● **Input**
--- Begin ---
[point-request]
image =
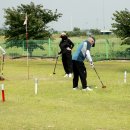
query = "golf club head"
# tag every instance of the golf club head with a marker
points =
(103, 86)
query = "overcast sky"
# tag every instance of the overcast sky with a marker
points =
(84, 14)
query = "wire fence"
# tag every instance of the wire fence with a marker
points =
(104, 50)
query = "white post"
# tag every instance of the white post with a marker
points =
(36, 85)
(125, 75)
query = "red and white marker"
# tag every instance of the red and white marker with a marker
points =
(36, 86)
(3, 94)
(125, 76)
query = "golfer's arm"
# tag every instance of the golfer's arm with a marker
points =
(89, 56)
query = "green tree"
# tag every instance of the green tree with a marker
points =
(38, 18)
(121, 26)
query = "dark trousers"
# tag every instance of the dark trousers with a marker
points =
(79, 70)
(67, 62)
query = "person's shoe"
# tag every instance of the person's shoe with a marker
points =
(87, 89)
(66, 75)
(75, 88)
(69, 75)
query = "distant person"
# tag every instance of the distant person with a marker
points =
(79, 69)
(2, 62)
(66, 46)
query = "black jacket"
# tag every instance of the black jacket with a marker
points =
(64, 44)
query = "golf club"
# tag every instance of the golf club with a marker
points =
(55, 65)
(103, 86)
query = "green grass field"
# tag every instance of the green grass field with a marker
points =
(57, 106)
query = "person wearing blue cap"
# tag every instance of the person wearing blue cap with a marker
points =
(66, 46)
(79, 69)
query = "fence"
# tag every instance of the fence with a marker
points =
(105, 49)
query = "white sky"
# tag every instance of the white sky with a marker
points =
(84, 14)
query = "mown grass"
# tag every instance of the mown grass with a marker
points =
(57, 106)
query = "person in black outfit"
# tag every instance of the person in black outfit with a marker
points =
(66, 46)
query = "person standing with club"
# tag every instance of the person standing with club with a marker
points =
(79, 69)
(3, 52)
(66, 46)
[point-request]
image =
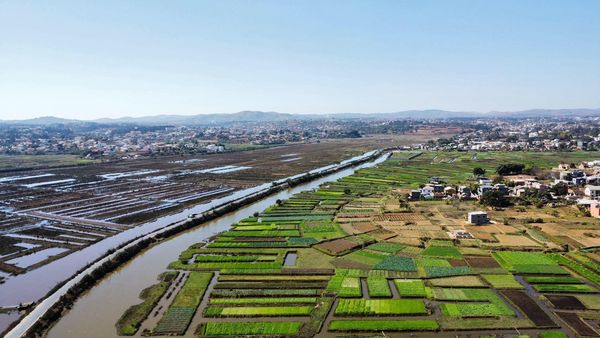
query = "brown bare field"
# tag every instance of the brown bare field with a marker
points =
(565, 302)
(516, 241)
(529, 307)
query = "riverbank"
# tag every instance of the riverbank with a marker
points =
(48, 310)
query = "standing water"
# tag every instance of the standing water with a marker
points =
(101, 307)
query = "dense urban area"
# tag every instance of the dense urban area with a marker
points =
(445, 227)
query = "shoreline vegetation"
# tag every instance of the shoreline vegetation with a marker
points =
(126, 252)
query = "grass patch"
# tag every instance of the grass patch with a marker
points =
(383, 325)
(251, 328)
(502, 281)
(410, 287)
(378, 287)
(442, 251)
(378, 307)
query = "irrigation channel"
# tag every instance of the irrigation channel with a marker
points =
(95, 313)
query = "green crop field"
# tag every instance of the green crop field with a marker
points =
(442, 251)
(251, 328)
(359, 243)
(502, 281)
(366, 307)
(396, 263)
(378, 287)
(410, 287)
(571, 288)
(383, 325)
(245, 311)
(264, 300)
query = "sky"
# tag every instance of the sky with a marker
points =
(114, 58)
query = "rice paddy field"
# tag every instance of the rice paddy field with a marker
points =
(355, 259)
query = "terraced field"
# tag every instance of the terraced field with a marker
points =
(368, 261)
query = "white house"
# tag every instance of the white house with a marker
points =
(592, 191)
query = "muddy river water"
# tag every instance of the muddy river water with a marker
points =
(95, 313)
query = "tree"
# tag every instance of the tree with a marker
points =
(478, 171)
(560, 189)
(494, 198)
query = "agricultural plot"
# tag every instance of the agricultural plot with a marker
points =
(502, 281)
(216, 329)
(378, 287)
(410, 287)
(365, 263)
(380, 307)
(180, 312)
(385, 325)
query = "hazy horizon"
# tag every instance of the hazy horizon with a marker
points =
(117, 59)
--- End ---
● **Aim**
All of the entries above should be copied exactly, except for the pictures.

● **Solution for this task**
[point-request]
image =
query = "golf club head"
# tag every instance of the golf club head with a marker
points =
(103, 86)
query = "overcast sky"
# tag every instance of the overcast sky with a marker
points =
(84, 14)
query = "wire fence"
# tag every instance of the wire fence with a marker
points =
(104, 50)
query = "white post"
# tag every instance of the white post with a marker
points =
(36, 85)
(125, 75)
query = "red and white marker"
# tag every instance of the red and white marker with a marker
points =
(36, 86)
(3, 94)
(125, 76)
query = "golfer's arm"
# tag every instance of the golfer's arm with a marker
points =
(89, 56)
query = "green tree"
# tag every instance of the green tree with a marker
points =
(38, 18)
(121, 26)
query = "dark trousers"
# tag every instance of the dark trousers with a marker
points =
(79, 70)
(67, 62)
query = "person's shoe"
# tag every instance of the person's shoe with a marker
points =
(87, 89)
(66, 75)
(75, 88)
(69, 75)
query = "distant person"
# tag every instance of the distant person with a marker
points =
(79, 69)
(2, 62)
(66, 46)
query = "black jacket"
# tag every instance of the black jacket with a marker
points =
(64, 44)
query = "golf club"
# tag every instance of the golf club with a marker
points =
(55, 65)
(103, 86)
query = "green grass field"
# tag every instance of the green grass field with a marker
points =
(57, 106)
query = "person wearing blue cap"
# tag every instance of the person wearing blue cap with a marker
points =
(66, 46)
(79, 69)
query = "fence"
# tag every instance of the fence with a marker
points =
(105, 49)
query = "white sky"
# tag every instance of the white sky with a marker
points =
(84, 14)
query = "mown grass"
# tag every instance of the mown grass with a marker
points =
(57, 106)
query = "person in black outfit"
# tag every instance of the person in black outfit with a marker
points =
(66, 46)
query = "person standing with club"
# tag every instance of the person standing with club with a marker
points =
(79, 69)
(3, 52)
(66, 46)
[point-request]
image =
query = "brown bare field"
# tag every instance of the brown bare field with a marker
points =
(565, 302)
(516, 241)
(529, 307)
query = "riverbank"
# tag every instance of the riverbank with a marker
points =
(48, 310)
query = "standing water"
# tag every instance of the standing water with a marker
points =
(101, 307)
query = "dense urban area"
# tag every instance of the dense urban area with a marker
points =
(445, 227)
query = "shoreline vegetation"
# tag every instance of the shoreline vegetation with a marker
points =
(126, 252)
query = "grass patch"
# tag every instance of the grass patch with a marker
points =
(383, 325)
(251, 328)
(502, 281)
(410, 287)
(378, 287)
(442, 251)
(378, 307)
query = "irrigation channel"
# tag every instance of the irrigation channel with a marker
points =
(95, 313)
query = "green crop field"
# tag every instance of the green crop field with a marker
points =
(442, 251)
(251, 328)
(359, 243)
(502, 281)
(366, 307)
(396, 263)
(378, 287)
(410, 287)
(571, 288)
(383, 325)
(245, 311)
(264, 300)
query = "sky"
# tag every instance of the sky with a marker
points =
(114, 58)
query = "rice paddy field"
# tag every instance of the rice paddy field with a marker
points =
(355, 259)
query = "terraced field"
# tag every instance of the terraced field with a marker
points =
(368, 261)
query = "white house"
# tag every instance of the white house with a marker
points =
(592, 191)
query = "muddy river water"
# tag every instance of the muddy river water with a marker
points =
(95, 313)
query = "tree"
# tag every instance of the tree with a marker
points =
(478, 171)
(560, 189)
(494, 198)
query = "agricultural plot"
# tag every instance of the agricultural plot with a marker
points =
(502, 281)
(216, 329)
(378, 287)
(410, 287)
(365, 263)
(380, 307)
(180, 312)
(385, 325)
query = "hazy horizon"
# tag every instance of the hazy horizon with a marker
points =
(117, 59)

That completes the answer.